- **REQUESTS**:
• 1. Reproduce the passage from the article on Pakistan's economy, starting at "Do we have a" and ending at "an active volcano.".
• 2. Answer these questions from the article on Pakistan's economy:
(a) Which aspects of the Pakistani economy does the article say are seldom examined?
(b) According to the subheading, what must be reduced to manageable levels before reform can start?
(c) What does the writer compare refusing to reach a consensus on the economy's failure to?
• 3. Carry on the article on Pakistan's economy below, picking up right after its last sentence.

- **READING PASSAGE**:
◇ ◇ ◇ ◇
Lack of foresight has reduced Pakistan’s capacity to mitigate challenges
Reform can start once country’s expenditure is reduced to manageable levels
ISLAMABAD:
Cultural, political and financial dimensions in the Pakistani economy are discussed regularly. Institutional, technical and demographic aspects are seldom examined. They are essential for grasping the complexity of a failing economy.
Do we have a failing economy? I could have asked this question at the very outset. I did not. We have to proceed further from this consensus conclusion. No rational discussion on the Pakistani economy can take place without such a consensus conclusion.
If Pakistan is facing an ever mounting debt without resources to retire even a small portion of it, refusing to arrive at a consensus on the failure of this economy would be sleeping over an active volcano.
◇ ◇ ◇ ◇
- **RECORDS PROVIDED**:
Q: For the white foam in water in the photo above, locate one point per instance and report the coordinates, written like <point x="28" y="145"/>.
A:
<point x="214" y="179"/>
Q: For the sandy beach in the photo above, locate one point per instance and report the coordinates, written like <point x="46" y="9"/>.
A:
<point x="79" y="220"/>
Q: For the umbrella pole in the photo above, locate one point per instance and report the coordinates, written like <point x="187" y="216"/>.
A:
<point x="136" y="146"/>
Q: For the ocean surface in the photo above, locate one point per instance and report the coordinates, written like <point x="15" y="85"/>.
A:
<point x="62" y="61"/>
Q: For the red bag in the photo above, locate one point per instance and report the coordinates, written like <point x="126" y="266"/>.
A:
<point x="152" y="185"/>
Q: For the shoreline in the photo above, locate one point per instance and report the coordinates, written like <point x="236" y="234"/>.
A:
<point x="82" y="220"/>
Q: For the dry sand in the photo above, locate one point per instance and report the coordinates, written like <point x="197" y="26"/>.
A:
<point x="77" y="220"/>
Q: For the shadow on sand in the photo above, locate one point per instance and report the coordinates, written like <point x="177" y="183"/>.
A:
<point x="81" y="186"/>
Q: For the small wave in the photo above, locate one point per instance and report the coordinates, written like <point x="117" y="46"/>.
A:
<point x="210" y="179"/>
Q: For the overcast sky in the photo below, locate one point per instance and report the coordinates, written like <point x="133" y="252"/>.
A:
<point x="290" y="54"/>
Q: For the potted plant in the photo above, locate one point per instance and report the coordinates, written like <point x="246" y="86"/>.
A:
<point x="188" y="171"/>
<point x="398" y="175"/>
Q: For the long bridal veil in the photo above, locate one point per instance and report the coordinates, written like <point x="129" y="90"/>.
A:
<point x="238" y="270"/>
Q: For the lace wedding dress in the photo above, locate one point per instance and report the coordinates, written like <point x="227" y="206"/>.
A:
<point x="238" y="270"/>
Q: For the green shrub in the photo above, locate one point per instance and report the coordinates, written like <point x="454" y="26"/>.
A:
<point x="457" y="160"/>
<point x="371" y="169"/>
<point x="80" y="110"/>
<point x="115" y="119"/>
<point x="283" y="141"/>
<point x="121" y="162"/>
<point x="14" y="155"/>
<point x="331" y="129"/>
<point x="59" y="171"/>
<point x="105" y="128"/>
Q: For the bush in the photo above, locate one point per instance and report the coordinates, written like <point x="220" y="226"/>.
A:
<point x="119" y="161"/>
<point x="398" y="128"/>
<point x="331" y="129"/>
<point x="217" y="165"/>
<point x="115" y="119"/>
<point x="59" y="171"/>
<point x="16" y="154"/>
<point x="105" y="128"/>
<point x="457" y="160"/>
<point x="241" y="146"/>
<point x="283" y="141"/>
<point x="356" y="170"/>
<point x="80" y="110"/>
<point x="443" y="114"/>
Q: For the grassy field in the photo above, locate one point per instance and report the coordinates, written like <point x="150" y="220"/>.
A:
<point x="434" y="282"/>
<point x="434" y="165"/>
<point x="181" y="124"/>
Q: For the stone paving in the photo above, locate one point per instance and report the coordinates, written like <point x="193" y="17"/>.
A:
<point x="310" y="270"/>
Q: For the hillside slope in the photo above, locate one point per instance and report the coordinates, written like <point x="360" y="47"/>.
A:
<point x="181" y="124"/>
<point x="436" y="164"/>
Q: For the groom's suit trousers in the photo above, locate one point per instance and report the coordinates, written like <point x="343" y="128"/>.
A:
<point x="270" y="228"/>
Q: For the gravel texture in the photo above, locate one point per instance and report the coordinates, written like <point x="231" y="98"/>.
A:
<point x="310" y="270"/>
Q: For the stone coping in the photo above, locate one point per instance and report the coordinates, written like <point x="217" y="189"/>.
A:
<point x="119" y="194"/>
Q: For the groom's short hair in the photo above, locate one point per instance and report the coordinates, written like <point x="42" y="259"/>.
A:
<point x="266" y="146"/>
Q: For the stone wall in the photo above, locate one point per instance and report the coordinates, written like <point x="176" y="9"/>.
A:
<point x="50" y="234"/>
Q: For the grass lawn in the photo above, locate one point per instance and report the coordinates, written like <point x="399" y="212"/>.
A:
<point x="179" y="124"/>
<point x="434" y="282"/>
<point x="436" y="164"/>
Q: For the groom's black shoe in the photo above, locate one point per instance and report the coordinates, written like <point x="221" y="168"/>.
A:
◇ ◇ ◇ ◇
- **ANSWERS TO THE EXERCISE**:
• 1.
Do we have a failing economy? I could have asked this question at the very outset. I did not. We have to proceed further from this consensus conclusion. No rational discussion on the Pakistani economy can take place without such a consensus conclusion.
If Pakistan is facing an ever mounting debt without resources to retire even a small portion of it, refusing to arrive at a consensus on the failure of this economy would be sleeping over an active volcano.

• 2.
(a) Institutional, technical and demographic aspects.
(b) The country's expenditure.
(c) Sleeping over an active volcano.

• 3.
As I write these lines, a marriage party is staging a sit-in on the railway track of the Multan Railway Station. They are protesting over a cubicle booked by them missing from the Karachi-bound train. All Pakistanis protest one way or the other due to absence of progress in their lives. They take its visitation in Pakistan for granted.
Progress and prosperity come on the wings of a toil planned with foresight and capacity to build a successful future. Planning, capacity and foresight have always been missing from the Pakistani profile, so why complain about a destiny Pakistan embraces.
How can this country be prevented from courting this destiny? Simple, we must take a deeper and wider view of the institutional, technical and demographic aspects of the economy.
As I write this part of the article, Prime Minister Shahid Khaqan Abbassi complains in a telecast interview that the executive is ‘paralysed’. Does the executive plan for a better Pakistan? Does it hold itself accountable? Can an executive clashing with the institutions conducting accountability plan for a better Pakistan?
These are just rudimentary questions. Get deeper into the issue and you will find that the entire state has become an impossible web. It has been unable to develop the capacity to build institutional responses to problems in the economy.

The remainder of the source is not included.